▶ _Input for this task_:
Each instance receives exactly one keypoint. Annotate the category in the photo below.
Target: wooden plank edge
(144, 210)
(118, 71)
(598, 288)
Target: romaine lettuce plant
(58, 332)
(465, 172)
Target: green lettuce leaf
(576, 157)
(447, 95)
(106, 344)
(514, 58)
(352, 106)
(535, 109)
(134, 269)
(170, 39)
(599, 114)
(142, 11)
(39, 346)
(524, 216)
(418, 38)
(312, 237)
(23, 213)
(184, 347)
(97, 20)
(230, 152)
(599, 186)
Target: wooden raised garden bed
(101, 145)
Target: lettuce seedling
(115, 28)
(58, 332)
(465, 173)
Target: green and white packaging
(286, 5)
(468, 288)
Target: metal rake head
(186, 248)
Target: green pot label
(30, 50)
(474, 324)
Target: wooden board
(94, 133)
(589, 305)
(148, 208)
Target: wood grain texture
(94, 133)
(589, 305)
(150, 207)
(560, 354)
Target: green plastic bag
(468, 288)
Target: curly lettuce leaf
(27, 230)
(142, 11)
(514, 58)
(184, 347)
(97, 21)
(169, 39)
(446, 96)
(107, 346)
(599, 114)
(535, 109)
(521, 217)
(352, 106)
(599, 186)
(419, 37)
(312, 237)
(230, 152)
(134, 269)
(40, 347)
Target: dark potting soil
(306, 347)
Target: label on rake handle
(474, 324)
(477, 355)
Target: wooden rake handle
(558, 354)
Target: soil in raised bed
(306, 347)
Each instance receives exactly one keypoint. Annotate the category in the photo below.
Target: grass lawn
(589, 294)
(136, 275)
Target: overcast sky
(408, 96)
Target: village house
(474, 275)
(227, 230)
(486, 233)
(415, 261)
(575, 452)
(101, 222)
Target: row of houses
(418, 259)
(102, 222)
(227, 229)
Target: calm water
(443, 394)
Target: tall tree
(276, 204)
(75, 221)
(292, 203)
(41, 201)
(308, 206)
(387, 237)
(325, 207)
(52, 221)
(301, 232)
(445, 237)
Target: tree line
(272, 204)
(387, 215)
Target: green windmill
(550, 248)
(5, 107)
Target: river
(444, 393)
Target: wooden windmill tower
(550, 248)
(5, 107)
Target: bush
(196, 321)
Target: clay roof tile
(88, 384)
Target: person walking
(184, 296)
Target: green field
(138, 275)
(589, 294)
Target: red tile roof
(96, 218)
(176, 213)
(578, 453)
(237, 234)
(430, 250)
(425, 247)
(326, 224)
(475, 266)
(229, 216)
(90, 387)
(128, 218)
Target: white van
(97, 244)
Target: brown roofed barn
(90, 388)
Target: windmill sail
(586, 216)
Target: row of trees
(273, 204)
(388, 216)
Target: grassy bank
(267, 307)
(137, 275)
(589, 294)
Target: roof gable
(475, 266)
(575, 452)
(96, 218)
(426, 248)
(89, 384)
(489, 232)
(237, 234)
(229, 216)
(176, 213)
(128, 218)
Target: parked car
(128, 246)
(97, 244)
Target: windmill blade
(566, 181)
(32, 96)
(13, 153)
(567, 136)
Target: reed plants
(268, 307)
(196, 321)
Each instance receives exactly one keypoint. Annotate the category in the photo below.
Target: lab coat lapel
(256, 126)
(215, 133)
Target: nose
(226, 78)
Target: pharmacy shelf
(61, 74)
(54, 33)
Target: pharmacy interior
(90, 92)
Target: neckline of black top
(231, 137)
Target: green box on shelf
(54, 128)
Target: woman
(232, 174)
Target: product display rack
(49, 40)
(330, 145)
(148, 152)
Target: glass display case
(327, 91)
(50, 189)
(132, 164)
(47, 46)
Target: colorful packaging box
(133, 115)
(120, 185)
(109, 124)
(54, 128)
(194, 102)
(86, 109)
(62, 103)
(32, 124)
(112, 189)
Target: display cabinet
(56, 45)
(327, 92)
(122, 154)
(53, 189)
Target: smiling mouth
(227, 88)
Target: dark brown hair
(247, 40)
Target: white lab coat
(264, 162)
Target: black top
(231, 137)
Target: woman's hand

▶ _Goal of the exercise_:
Write down the entries above again. Copy them word for word.

▶ _Task solution_:
Each instance receives exactly one keypoint. Annotate the category in the photo below.
Target: wooden plank edge
(144, 210)
(118, 71)
(598, 288)
Target: romaine lettuce plant
(58, 332)
(465, 172)
Target: green lettuce leaf
(576, 157)
(447, 95)
(106, 344)
(514, 58)
(352, 106)
(535, 109)
(134, 269)
(170, 39)
(599, 114)
(142, 11)
(39, 346)
(524, 216)
(418, 38)
(312, 237)
(23, 213)
(184, 347)
(97, 20)
(230, 152)
(599, 186)
Target: wooden raised garden bed
(101, 145)
Target: lettuce seedling
(115, 28)
(58, 332)
(465, 173)
Target: green and white packaging
(286, 5)
(468, 288)
Target: metal rake head
(186, 248)
Target: green pot label
(30, 50)
(474, 324)
Target: wooden board
(94, 133)
(589, 305)
(148, 208)
Target: wood grain texture
(94, 133)
(589, 305)
(150, 207)
(560, 354)
Target: green plastic bag
(468, 288)
Target: curly lettuce leaf
(27, 230)
(142, 11)
(514, 58)
(184, 347)
(97, 21)
(169, 39)
(446, 96)
(107, 346)
(599, 114)
(535, 109)
(521, 217)
(352, 106)
(599, 186)
(419, 37)
(312, 237)
(230, 152)
(134, 269)
(40, 347)
Target: dark potting soil
(306, 347)
Target: label on rake handle
(474, 324)
(477, 355)
Target: wooden rake handle
(558, 354)
Target: soil in raised bed
(306, 347)
Each instance receives exactly one keypoint. Annotate the category in the photo below.
Target: grass lawn
(589, 294)
(136, 275)
Target: overcast sky
(408, 96)
Target: village house
(474, 275)
(227, 230)
(486, 233)
(415, 261)
(575, 452)
(101, 222)
Target: row of houses
(418, 259)
(102, 222)
(227, 229)
Target: calm water
(443, 394)
Target: tall tree
(276, 204)
(75, 221)
(292, 203)
(41, 201)
(308, 206)
(387, 237)
(325, 207)
(52, 221)
(301, 232)
(445, 237)
Target: tree line
(272, 204)
(387, 215)
Target: green windmill
(550, 248)
(5, 107)
Target: river
(444, 393)
Target: wooden windmill tower
(550, 248)
(5, 107)
Target: bush
(196, 321)
Target: clay roof tile
(88, 384)
Target: person walking
(184, 296)
Target: green field
(138, 275)
(589, 294)
Target: red tile roof
(96, 218)
(176, 213)
(578, 453)
(237, 234)
(430, 250)
(425, 247)
(326, 224)
(475, 266)
(229, 216)
(90, 387)
(128, 218)
Target: white van
(97, 244)
Target: brown roofed barn
(90, 388)
Target: windmill sail
(586, 216)
Target: row of trees
(273, 204)
(388, 216)
Target: grassy bank
(267, 307)
(137, 275)
(589, 294)
Target: roof gable
(475, 266)
(575, 452)
(96, 218)
(426, 248)
(89, 384)
(489, 232)
(237, 234)
(229, 216)
(176, 213)
(128, 218)
Target: parked car
(128, 246)
(97, 244)
Target: windmill blade
(566, 181)
(32, 96)
(13, 153)
(567, 136)
Target: reed plants
(268, 307)
(196, 321)
Each instance receives exactly one keypoint. Annotate the category in the photo below.
Target: lab coat lapel
(256, 126)
(215, 133)
Target: nose
(226, 78)
Target: pharmacy shelf
(61, 74)
(54, 33)
Target: pharmacy interior
(90, 92)
Target: neckline of black top
(231, 137)
Target: green box on shelf
(54, 128)
Target: woman
(232, 174)
Target: product display rack
(49, 40)
(330, 145)
(148, 152)
Target: glass display case
(327, 91)
(50, 189)
(132, 164)
(47, 46)
Target: colorful packaging box
(133, 115)
(120, 185)
(109, 124)
(54, 128)
(194, 102)
(86, 109)
(62, 103)
(32, 124)
(112, 189)
Target: display cabinet
(56, 45)
(327, 92)
(122, 154)
(53, 189)
Target: smiling mouth
(227, 88)
Target: dark brown hair
(247, 40)
Target: white lab coat
(264, 162)
Target: black top
(231, 137)
Target: woman's hand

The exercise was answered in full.